**EJERCICIO BREVE A**: Pasa a una lista JSON de cadenas el tramo de los registros que va desde la línea que contiene "Expected: for every instance of the silhouetted" hasta el final de los registros, con ambos extremos incluidos. Usa una cadena por línea y omite las líneas en blanco.

======== SECCIÓN DEL DOCUMENTO

Durante aquellas aciagas primeras semanas luego del golpe de 1976, todo era asombro, perplejidad. Nuestros compañeros y compañeras se iban ausentando de los espacios habituales de militancia, ya fuera un sindicato, un centro de estudiantes, una unidad básica, un centro de fomento o una parroquia.

No lográbamos comprender. Vivíamos un clima inédito y no podíamos captar las causas más profundas a las que obedecía aquel hecho hasta entonces desconocido; tampoco lográbamos saber que había una racionalidad oculta detrás de aquella nueva situación.

Por favor, téngase presente que me refiero a lo que sentíamos en aquellos momentos iniciales, cuando todavía no habíamos asimilado el aprendizaje que fuimos adquiriendo a lo largo de todos estos años de nuestra historia personal, y de la vida institucional del país.

Quizás el primero en relacionar aquellas desapariciones con el alevoso proyecto político, económico, social y cultural en ciernes fue Rodolfo Walsh. Fue su lucidez intelectual, expresada con pluma poética y con la potencia del periodista en su Carta Abierta de marzo de 1977, la que describió la racionalidad política en la que se apoyaba el terrorismo de Estado.

Aquellos hechos, en un principio desconcertantes, no respondían únicamente a la extrema crueldad de sus ejecutores. Formaban parte de una planificación absolutamente orgánica y racional por parte de los principales factores de poder externo que iniciaban, por aquellos años, la transición de la fase industrial del capitalismo a la fase financiera que nos agobió durante décadas y hoy pone a la humanidad al borde del abismo nuclear.

================

**EJERCICIO BREVE B**: Por favor, continúa el texto sobre las primeras semanas tras el golpe de 1976 a partir del punto en que termina.

======== MATERIAL DE TRABAJO

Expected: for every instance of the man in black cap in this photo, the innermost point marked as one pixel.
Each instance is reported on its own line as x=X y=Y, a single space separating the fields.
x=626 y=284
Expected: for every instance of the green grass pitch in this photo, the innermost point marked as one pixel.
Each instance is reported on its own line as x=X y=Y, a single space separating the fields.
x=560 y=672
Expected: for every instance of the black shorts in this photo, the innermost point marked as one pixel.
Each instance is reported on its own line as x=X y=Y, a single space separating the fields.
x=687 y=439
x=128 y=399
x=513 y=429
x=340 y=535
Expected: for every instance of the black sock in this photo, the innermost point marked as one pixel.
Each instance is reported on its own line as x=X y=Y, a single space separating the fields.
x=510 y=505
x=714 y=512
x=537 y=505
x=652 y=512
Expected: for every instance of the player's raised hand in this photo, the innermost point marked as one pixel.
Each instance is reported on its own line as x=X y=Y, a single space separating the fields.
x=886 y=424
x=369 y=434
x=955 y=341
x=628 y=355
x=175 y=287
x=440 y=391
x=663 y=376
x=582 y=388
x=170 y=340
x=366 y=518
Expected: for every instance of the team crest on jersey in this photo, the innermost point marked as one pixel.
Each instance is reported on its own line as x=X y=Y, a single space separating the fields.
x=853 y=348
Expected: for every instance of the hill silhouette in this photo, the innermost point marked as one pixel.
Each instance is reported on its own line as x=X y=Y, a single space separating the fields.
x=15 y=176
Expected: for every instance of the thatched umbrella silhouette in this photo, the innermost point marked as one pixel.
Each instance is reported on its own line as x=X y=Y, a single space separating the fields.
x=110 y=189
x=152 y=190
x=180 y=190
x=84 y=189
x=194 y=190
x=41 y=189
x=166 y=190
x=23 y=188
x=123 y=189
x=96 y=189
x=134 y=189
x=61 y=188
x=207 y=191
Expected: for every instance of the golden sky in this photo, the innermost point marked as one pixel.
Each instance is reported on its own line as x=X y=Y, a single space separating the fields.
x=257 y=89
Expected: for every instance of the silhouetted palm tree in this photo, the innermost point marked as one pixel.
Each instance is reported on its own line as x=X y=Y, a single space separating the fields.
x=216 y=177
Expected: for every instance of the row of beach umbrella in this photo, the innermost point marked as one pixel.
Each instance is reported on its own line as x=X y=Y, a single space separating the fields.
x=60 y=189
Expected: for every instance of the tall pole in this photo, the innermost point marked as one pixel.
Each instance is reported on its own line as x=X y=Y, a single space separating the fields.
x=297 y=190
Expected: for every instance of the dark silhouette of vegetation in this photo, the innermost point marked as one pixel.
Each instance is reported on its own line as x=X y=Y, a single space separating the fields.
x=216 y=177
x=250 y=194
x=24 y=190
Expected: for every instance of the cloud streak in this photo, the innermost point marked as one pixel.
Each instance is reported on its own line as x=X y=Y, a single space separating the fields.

================

**RESULTADO ESPERADO A**:
[
  "Expected: for every instance of the silhouetted palm tree in this photo, the innermost point marked as one pixel.",
  "Each instance is reported on its own line as x=X y=Y, a single space separating the fields.",
  "x=216 y=177",
  "Expected: for every instance of the row of beach umbrella in this photo, the innermost point marked as one pixel.",
  "Each instance is reported on its own line as x=X y=Y, a single space separating the fields.",
  "x=60 y=189",
  "Expected: for every instance of the tall pole in this photo, the innermost point marked as one pixel.",
  "Each instance is reported on its own line as x=X y=Y, a single space separating the fields.",
  "x=297 y=190",
  "Expected: for every instance of the dark silhouette of vegetation in this photo, the innermost point marked as one pixel.",
  "Each instance is reported on its own line as x=X y=Y, a single space separating the fields.",
  "x=216 y=177",
  "x=250 y=194",
  "x=24 y=190",
  "Expected: for every instance of the cloud streak in this photo, the innermost point marked as one pixel.",
  "Each instance is reported on its own line as x=X y=Y, a single space separating the fields."
]

**RESULTADO ESPERADO B**:
En 1971, el dólar se independizaba del respaldo en oro y la Reserva Federal pasó a determinar libremente su precio y la tasa de interés, lo que multiplicó a lo largo de todo el bloque capitalista las plazas financieras manejadas por la banca estadounidense.

En medio de la disputa a nivel mundial entre esta concentración y tras-nacionalización del capital y los movimientos emancipadores que se expandían por amplias zonas del planeta, la OPEP (Organización de Países Exportadores de Petróleo, miembros del entonces llamado Tercer Mundo) dispararon el precio del recurso, causando un impacto muy negativo en las economías industriales. Estas se abocaron de inmediato a diseñar un plan de control de daños, que, entre otros objetivos, lograra amortiguar la incidencia del petróleo por cada unidad final de producción. Se aceleró la revolución tecnológica, pero ¿cómo financiarla?

La retención de la renta petrolera por parte de los países exportadores podría haber angostado la brecha del desarrollo entre el Norte y el Sur. Sin embargo, la altísima rentabilidad ofrecida por los bancos del Norte a partir de aquella expansión financiera capturó esa renta, y, por el contrario, los petro-dólares pasaron a subvencionar el desarrollo tecnológico del Norte. Una vez más, la renta de los recursos estratégicos del subdesarrollo era transferida al Norte desarrollado. En lugar de reducirse, la brecha se ensanchó. El capital trasnacional ganó la batalla por la hegemonía a los movimientos emancipadores.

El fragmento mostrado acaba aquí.